===== TEXTE CITÉ

Non appuyée sur des structures politiques expérimentées, cette nouvelle composante fait preuve de fragilité, parfois de naïveté. Mais elle est sincère, novatrice, exempte de manichéisme. Les séparations idéologiques entre les différentes gauches lui semblent devoir être relues à l’aune de la société d’aujourd’hui et des enjeux à venir. Exister, imaginer, prendre des responsabilités sur ces bases avec l’ensemble des forces de gauche, y compris le PS, exiger le respect électoral par ces mêmes forces, considérer ses électeurs comme des citoyens, non pas comme des possessions, cela dérange sans doute. Mais n’est-ce pas cela la démocratie, la société que nous voulons construire ?

Cette autre gauche pose deux constats.

Le premier est la finitude de la planète, sa globalisation, son épuisement, la dilapidation de ses richesses et ses injustices galopantes, ses discriminations toujours imposées. Aucun parti politique à ce jour n’a posé le changement théorique que cela impose : redistribution des richesses localement mais aussi à l’échelle planétaire ; priorité écologique et sociale avant toute décision ; remise en cause des circuits économiques, dispendieux en énergie et source d’exploitation de plus en plus grande ; remise en cause d’une philosophie individualiste que l’on nous impose au mépris de choix solidaires.

Le second est la fin de la partition entre le combat sur le terrain, syndical, associatif, et le théorique débouché politique, dévolu aux partis. La réponse doit être une traduction pour tous les acteurs de ces luttes, savoir passer d’un champ politique à l’autre et y revenir. C’est antinomique avec ce que sont devenus les partis et, s’il en fallait une preuve, il est édifiant de voir le nombre d’élus municipaux, tout à la fois édiles, conseillers généraux, régionaux et députés, hommes et femmes sans doute sincères, mais devenus professionnels de leur nouvel employeur, leur Parti.

Lors de ces élections municipales, quatre situations méritent d’être analysées succinctement.

==========
===== DONNÉES BRUTES

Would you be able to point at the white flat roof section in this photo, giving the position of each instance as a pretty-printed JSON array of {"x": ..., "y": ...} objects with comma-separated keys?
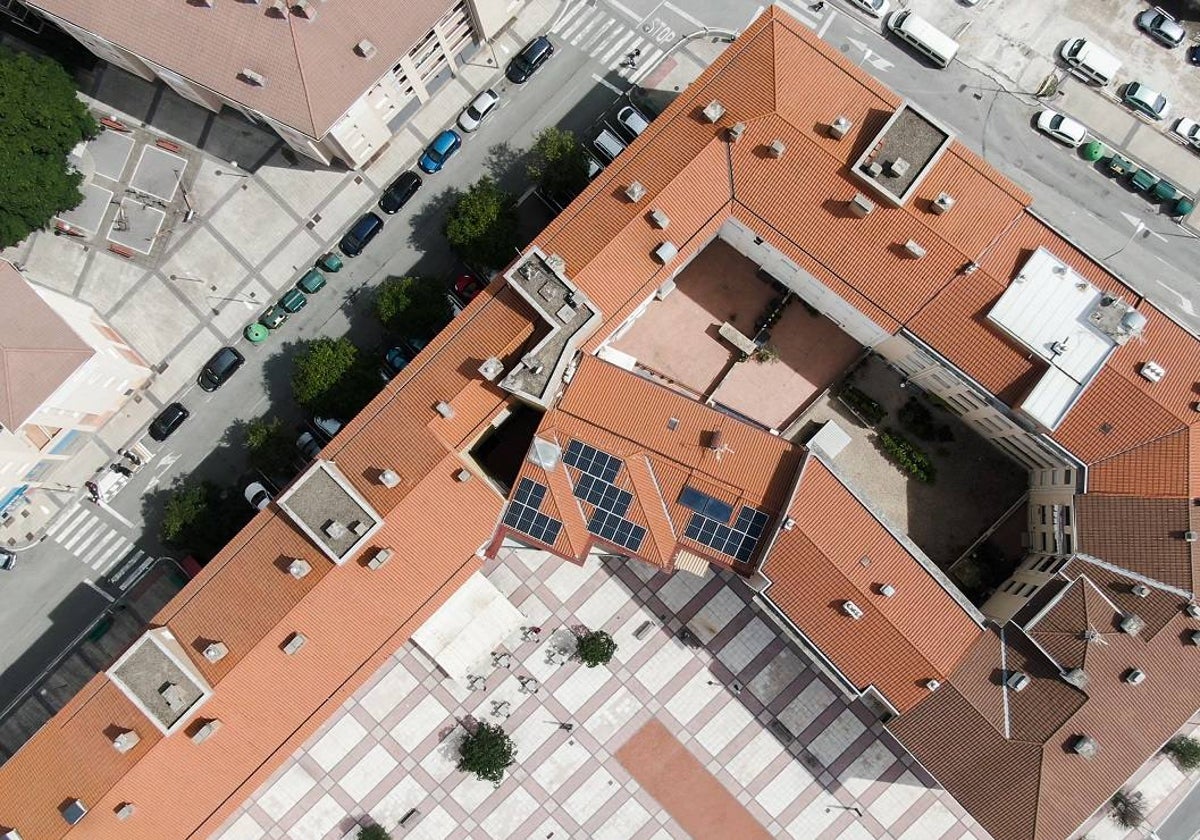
[{"x": 1048, "y": 310}]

==========

D'après le texte cité, quel est le second constat posé par cette autre gauche ?

▶ [SOLUTION]:
La fin de la partition entre le combat sur le terrain, syndical et associatif, et le débouché politique théorique dévolu aux partis.